- BRIEF:
All entries shown below should be duplicated character for character.

(Point localization data)
▬▬▬
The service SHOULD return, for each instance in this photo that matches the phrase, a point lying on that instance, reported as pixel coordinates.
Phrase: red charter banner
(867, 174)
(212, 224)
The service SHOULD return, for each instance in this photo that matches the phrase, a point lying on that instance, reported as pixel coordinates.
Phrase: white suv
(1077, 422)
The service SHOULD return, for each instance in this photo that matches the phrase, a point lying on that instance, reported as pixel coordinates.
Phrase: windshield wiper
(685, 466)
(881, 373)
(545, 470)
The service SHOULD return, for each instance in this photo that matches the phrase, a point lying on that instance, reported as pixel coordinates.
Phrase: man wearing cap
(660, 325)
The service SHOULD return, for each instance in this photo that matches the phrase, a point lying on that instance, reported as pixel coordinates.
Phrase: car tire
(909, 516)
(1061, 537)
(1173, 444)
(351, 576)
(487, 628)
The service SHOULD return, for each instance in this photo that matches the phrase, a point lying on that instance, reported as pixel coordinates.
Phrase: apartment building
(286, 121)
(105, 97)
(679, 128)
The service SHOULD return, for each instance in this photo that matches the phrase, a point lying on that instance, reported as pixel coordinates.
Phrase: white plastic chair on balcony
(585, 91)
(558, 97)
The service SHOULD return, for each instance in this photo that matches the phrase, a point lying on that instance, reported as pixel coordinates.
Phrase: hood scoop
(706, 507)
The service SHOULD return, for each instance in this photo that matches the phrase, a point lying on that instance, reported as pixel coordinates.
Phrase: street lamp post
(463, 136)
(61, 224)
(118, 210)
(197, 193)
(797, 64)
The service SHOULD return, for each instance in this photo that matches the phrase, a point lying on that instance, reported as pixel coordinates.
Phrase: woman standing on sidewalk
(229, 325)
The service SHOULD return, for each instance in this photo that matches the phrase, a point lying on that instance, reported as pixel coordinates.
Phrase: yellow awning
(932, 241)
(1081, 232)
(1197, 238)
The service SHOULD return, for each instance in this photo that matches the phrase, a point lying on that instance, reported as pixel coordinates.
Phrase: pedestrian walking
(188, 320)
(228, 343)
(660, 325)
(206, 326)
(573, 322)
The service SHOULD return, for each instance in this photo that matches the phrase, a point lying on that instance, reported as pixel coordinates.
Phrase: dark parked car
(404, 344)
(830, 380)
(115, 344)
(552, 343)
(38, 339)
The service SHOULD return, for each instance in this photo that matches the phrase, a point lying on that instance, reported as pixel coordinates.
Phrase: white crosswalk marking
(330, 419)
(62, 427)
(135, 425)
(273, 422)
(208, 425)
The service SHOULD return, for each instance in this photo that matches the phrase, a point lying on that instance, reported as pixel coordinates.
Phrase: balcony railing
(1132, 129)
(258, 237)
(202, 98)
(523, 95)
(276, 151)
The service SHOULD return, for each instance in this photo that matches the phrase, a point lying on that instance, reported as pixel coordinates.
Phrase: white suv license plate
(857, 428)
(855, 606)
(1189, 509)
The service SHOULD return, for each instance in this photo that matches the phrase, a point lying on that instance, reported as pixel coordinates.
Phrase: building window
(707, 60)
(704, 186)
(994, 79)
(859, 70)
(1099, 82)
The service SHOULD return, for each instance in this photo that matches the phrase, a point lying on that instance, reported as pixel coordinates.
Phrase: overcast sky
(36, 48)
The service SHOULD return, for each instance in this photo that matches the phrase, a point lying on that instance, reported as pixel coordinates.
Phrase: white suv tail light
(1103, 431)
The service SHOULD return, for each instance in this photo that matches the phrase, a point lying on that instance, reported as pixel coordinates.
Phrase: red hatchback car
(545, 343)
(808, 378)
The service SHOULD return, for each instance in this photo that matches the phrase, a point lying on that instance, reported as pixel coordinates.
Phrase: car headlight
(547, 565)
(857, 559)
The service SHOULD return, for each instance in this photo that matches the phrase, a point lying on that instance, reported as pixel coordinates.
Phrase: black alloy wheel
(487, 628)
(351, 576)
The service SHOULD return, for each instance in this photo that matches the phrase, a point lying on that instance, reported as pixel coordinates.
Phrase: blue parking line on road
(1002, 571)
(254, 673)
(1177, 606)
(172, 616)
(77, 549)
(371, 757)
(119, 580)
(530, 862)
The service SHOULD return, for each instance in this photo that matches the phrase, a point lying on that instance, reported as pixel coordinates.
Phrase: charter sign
▬▬▬
- SOLUTION TO THIS EXERCISE:
The service SHOULD return, for each instance in this photo that matches the phrase, a point lying on that instance, reported as pixel coordinates.
Phrase: red charter banner
(867, 174)
(212, 224)
The service SHOULD return, for each instance in this photo that matches the phrase, a point lying on that instance, reported as pixel coordinates.
Phrase: white suv
(1077, 422)
The service SHOULD return, for each instance in this photo that matches the phrase, a point lying on that instance, reported as pixel coordinates.
Phrase: windshield wiper
(685, 466)
(881, 373)
(545, 470)
The service SHOULD return, for each instance in this photo that matches the phrase, a point lying on that instance, reported as pixel coordinates.
Phrase: man wearing cap
(660, 325)
The service SHOULD return, for each instance in this photo that matches the phrase, a point lying on that instance, reported as pixel coordinates.
Phrase: car tire
(909, 516)
(1061, 537)
(1173, 444)
(351, 576)
(487, 628)
The service SHOULD return, for each instance in this photo that matches the phrase, a point lying on that instance, reported as pixel coordinates.
Phrase: apartment building
(286, 121)
(105, 97)
(679, 128)
The service SHOULD return, for each instance in this photo that matches the phrase, a point lying on that instance, reported as pixel coordinates.
Phrase: white plastic chair on balcony
(585, 91)
(558, 97)
The service SHOULD return, for each instance in this photo that matches the phrase, a point lying on that instance, reported as pixel coordinates.
Phrase: hood scoop
(706, 507)
The service SHOULD return, for each instance in this photo that matches the phrase, a point lying on that instance, reported as pixel coordinates.
Phrase: street lamp post
(463, 136)
(61, 224)
(118, 210)
(197, 193)
(797, 64)
The service SHOULD return, for each instance in this photo that matches the phrase, a point lying on that instance, reported as pixel coordinates.
Phrase: woman standing on sidewalk
(229, 325)
The service SHOULD return, for each instance in this photo that matches the phrase, a point lying on that instance, reported as pixel coordinates.
Phrase: yellow awning
(932, 241)
(1081, 232)
(1197, 238)
The service SHOULD return, for each instance in this photo that matches the phrase, a point lying on that instance, reported as pixel coordinates.
Phrase: pedestrian walking
(188, 320)
(228, 343)
(660, 325)
(206, 326)
(573, 322)
The service SHOULD return, for each instance in this photo that matches the phrase, a point lying on that instance, reported as pixel coordinates.
Phrase: dark parked car
(404, 344)
(830, 380)
(115, 344)
(552, 343)
(38, 339)
The service SHOULD return, for each instance in this photo that matches the phrase, a point lying on that instance, reported as pixel coordinates.
Phrase: white crosswalk marking
(330, 419)
(62, 427)
(135, 425)
(273, 422)
(208, 425)
The service SHOULD return, for each instance in this photo that matches the phrase, a point lying on that instance, reported as pixel coordinates.
Phrase: balcony railing
(1132, 129)
(258, 237)
(202, 98)
(523, 95)
(276, 151)
The service SHOULD return, for each instance in this photo that matches the phrase, a point lying on that instance, reported as pixel coordinates.
Phrase: white suv license plate
(857, 428)
(855, 606)
(1189, 509)
The service SHOULD return, for each instance in this photo that matches the phrase, a point lying on that instance, reported as pixel coordinates.
Phrase: building window
(707, 60)
(704, 186)
(994, 79)
(859, 70)
(1099, 82)
The service SHOULD return, for each instance in this photo that matches the phrase, a point lying on that instance, reported as pixel coordinates.
Phrase: overcast sky
(36, 48)
The service SHOULD return, for each instance in this photo that matches the phrase, a point lying on that instance, reported as pixel coordinates.
Phrase: white suv tail light
(1103, 431)
The service SHOULD return, for each instance in this photo that matches the phrase, a point lying on that instance, reported as pixel coordinates.
Phrase: red hatchback car
(545, 343)
(808, 378)
The service SHOULD return, for each instance in this photo that matches the phrase, a point lying on that instance, reported as pixel coordinates.
Phrase: car headlight
(547, 565)
(857, 559)
The service SHOULD return, for each instance in this photo that matches the phrase, a point lying on that instance, reported as pixel coordinates.
Phrase: black alloy wheel
(487, 628)
(351, 576)
The service SHOULD return, for each instance in this photo that matches the phrase, a point lying on that instance, reported as pixel coordinates.
Phrase: blue parking line on road
(1002, 571)
(254, 673)
(1177, 606)
(172, 616)
(77, 549)
(371, 757)
(119, 580)
(530, 862)
The service SHOULD return, for each instance in this photo that matches the phrase, a point lying on that instance, reported as pixel coordinates.
Phrase: charter sign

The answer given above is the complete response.